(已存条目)
────────────────

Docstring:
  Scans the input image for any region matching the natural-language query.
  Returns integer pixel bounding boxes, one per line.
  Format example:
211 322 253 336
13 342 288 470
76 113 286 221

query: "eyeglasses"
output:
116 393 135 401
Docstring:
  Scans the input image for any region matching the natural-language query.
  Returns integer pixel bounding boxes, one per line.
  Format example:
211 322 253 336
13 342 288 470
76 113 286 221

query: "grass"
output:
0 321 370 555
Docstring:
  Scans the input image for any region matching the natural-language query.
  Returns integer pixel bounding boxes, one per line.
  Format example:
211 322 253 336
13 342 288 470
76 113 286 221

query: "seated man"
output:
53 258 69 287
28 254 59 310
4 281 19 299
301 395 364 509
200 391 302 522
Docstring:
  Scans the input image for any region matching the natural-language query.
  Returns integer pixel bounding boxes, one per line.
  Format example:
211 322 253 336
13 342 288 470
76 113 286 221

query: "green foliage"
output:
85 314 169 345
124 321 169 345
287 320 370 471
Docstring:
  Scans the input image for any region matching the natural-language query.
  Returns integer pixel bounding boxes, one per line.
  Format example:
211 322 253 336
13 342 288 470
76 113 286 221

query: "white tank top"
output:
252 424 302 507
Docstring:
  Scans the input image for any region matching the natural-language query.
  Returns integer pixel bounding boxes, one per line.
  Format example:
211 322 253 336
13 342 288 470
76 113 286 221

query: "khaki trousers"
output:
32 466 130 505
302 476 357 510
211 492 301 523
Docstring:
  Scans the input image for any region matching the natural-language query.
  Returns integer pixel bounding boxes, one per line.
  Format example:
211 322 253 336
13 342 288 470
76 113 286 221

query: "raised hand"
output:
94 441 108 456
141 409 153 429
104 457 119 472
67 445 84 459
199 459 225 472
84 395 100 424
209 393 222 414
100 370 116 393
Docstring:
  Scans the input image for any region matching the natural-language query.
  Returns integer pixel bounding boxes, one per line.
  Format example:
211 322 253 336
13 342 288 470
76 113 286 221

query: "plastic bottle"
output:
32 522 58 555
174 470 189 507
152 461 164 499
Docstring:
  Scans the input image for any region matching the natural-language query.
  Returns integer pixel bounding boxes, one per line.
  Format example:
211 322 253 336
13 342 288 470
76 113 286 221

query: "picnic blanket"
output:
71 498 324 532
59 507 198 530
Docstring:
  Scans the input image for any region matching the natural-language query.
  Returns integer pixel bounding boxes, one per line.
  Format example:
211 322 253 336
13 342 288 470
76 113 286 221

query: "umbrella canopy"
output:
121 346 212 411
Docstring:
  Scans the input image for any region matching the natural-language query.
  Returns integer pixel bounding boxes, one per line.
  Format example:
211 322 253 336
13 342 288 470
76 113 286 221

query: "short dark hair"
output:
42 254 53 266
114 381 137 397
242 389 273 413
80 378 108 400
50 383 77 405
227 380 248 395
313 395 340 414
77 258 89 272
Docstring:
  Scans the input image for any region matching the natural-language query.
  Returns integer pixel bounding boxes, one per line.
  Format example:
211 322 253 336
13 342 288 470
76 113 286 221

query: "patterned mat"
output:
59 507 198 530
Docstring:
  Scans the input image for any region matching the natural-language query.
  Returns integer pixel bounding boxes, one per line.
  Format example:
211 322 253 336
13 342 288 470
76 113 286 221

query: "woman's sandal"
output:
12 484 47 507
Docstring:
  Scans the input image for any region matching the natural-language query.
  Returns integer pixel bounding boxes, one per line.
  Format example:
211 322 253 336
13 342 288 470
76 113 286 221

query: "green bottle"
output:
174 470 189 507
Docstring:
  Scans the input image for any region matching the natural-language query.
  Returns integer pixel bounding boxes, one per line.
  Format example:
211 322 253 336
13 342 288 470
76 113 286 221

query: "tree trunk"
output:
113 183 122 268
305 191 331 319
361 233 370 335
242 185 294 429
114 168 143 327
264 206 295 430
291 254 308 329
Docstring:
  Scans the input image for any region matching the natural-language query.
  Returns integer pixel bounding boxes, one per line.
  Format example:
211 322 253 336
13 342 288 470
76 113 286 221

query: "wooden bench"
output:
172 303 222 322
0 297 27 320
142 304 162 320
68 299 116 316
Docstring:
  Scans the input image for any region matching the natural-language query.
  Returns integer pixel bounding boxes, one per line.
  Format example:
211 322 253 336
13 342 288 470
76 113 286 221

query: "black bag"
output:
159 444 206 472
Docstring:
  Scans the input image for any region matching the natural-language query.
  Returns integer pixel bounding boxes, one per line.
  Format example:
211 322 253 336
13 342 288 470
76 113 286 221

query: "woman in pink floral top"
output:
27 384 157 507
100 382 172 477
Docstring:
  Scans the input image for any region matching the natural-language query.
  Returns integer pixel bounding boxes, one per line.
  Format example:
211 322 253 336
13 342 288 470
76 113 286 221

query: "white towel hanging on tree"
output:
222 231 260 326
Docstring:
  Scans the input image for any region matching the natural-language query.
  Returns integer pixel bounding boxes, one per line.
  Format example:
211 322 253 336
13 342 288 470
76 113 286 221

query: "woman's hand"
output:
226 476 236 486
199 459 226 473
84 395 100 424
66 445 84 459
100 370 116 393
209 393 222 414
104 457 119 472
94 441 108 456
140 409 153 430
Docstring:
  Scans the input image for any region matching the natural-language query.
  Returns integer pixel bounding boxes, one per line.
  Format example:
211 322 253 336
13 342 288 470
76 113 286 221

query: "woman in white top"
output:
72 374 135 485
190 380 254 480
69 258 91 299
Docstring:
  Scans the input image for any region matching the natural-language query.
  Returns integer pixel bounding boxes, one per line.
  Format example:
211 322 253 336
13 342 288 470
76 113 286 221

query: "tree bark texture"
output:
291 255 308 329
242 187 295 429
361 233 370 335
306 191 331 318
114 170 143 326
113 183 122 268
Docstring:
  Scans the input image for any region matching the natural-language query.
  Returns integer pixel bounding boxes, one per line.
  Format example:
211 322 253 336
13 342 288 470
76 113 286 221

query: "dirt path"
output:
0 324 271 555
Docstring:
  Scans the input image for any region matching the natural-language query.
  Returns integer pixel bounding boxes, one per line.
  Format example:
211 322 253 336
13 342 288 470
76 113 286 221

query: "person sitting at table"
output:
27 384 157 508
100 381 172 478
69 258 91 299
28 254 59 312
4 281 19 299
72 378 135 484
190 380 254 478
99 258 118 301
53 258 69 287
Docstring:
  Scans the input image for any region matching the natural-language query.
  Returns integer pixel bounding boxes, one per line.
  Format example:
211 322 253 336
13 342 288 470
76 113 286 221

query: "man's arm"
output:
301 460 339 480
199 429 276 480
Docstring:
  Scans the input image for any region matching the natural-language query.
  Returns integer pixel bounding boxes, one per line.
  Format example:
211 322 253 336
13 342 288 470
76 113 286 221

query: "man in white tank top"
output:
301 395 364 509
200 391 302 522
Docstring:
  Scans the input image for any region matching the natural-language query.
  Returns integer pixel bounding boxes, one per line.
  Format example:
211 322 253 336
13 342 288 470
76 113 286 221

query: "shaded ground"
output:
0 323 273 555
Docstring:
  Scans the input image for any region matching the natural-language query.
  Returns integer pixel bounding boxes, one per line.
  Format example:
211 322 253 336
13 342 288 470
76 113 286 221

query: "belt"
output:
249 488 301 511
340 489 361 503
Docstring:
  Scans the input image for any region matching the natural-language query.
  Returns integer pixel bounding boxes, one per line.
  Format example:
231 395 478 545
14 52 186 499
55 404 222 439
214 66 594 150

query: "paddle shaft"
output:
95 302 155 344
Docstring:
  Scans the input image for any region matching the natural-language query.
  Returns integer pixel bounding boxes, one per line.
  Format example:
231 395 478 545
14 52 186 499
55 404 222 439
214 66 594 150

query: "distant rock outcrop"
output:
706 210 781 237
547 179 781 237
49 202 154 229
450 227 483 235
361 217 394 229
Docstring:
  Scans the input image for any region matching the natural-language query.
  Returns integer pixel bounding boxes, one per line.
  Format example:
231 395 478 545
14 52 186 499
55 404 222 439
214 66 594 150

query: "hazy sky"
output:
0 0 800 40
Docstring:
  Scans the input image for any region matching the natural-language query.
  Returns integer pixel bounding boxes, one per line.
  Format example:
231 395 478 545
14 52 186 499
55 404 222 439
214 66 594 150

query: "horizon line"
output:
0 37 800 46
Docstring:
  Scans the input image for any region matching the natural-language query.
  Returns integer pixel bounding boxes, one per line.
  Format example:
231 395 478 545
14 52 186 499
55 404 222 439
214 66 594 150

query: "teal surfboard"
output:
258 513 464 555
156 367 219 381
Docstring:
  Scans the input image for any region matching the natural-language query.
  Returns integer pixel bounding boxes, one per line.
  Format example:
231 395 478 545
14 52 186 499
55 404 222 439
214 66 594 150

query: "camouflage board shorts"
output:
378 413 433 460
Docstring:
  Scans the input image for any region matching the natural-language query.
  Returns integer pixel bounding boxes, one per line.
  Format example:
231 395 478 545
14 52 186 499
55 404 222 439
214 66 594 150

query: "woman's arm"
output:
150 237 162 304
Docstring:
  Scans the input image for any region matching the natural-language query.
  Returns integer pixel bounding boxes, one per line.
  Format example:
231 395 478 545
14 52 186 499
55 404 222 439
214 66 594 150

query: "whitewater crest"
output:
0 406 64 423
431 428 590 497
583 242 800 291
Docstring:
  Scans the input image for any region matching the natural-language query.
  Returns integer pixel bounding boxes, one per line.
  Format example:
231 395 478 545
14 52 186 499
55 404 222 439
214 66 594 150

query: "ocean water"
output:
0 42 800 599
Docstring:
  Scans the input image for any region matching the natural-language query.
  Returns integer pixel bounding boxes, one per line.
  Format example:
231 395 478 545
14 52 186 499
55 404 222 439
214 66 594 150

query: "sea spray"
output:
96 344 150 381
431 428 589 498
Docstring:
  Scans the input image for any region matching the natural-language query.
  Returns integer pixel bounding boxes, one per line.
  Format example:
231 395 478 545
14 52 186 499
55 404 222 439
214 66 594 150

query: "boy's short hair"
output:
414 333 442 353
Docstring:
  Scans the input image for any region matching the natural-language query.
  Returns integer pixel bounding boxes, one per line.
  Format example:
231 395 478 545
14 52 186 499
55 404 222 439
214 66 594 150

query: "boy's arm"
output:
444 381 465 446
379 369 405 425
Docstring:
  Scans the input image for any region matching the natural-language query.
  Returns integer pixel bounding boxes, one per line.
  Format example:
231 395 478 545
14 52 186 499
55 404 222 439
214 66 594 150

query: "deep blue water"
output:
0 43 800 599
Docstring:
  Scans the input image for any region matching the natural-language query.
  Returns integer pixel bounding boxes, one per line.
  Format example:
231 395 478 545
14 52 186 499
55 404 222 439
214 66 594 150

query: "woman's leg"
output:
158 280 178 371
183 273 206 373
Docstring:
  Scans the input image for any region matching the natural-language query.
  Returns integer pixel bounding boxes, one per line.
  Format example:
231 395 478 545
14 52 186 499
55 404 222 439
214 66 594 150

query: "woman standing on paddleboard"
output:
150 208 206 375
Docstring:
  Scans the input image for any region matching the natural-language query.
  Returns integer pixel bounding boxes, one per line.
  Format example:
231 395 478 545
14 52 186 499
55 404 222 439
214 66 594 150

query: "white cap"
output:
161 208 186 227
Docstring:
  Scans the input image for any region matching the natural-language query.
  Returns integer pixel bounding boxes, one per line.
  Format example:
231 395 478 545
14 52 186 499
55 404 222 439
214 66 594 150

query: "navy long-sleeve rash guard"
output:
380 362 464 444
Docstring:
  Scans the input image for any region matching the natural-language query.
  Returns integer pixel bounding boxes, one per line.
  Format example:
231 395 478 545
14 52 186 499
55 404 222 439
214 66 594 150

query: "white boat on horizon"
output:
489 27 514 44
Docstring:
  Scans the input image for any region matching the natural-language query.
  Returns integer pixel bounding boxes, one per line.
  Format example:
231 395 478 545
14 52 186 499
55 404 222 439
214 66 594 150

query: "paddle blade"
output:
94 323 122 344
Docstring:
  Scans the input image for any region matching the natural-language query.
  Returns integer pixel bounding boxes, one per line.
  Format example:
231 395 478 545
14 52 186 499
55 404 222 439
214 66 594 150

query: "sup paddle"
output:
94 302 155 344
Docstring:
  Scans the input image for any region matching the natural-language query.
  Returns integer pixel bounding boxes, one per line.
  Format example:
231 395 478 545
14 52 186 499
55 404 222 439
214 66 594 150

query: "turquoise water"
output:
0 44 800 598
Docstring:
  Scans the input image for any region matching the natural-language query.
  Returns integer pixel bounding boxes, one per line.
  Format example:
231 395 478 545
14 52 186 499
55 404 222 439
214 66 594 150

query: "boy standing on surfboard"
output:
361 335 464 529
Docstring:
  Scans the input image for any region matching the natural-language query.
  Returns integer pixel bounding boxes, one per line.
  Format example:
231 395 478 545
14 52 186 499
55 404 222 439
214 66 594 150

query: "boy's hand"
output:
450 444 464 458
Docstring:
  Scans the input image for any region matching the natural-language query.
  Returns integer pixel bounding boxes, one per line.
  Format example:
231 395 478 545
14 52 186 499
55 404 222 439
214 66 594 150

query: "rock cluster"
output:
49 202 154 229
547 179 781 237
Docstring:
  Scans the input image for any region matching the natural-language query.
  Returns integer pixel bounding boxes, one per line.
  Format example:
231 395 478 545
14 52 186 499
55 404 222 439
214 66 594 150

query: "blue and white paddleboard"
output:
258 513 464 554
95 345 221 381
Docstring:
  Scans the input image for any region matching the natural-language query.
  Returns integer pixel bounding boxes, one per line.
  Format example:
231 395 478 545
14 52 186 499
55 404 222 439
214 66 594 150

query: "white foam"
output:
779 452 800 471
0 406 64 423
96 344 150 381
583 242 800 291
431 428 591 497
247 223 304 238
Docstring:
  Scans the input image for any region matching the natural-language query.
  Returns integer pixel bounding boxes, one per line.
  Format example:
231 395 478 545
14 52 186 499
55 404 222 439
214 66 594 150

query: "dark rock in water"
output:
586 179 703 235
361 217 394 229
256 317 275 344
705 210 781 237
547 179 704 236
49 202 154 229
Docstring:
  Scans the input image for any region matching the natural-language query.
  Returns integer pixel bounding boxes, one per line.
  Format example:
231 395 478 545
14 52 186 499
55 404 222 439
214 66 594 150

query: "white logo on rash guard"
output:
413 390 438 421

────────────────

◆ 待办任务 ◆
从材料第一行开始，一直到含有“0 321 370 555”的那一行（首尾两行都算在内），把这些行放进一个 Markdown 表格，空行略去不计。表格分两列，列名为“行号”和“内容”。

◆ 回答 ◆
| 行号 | 内容 |
|---|---|
| 1 | Docstring: |
| 2 |   Scans the input image for any region matching the natural-language query. |
| 3 |   Returns integer pixel bounding boxes, one per line. |
| 4 |   Format example: |
| 5 | 211 322 253 336 |
| 6 | 13 342 288 470 |
| 7 | 76 113 286 221 |
| 8 | query: "eyeglasses" |
| 9 | output: |
| 10 | 116 393 135 401 |
| 11 | Docstring: |
| 12 |   Scans the input image for any region matching the natural-language query. |
| 13 |   Returns integer pixel bounding boxes, one per line. |
| 14 |   Format example: |
| 15 | 211 322 253 336 |
| 16 | 13 342 288 470 |
| 17 | 76 113 286 221 |
| 18 | query: "grass" |
| 19 | output: |
| 20 | 0 321 370 555 |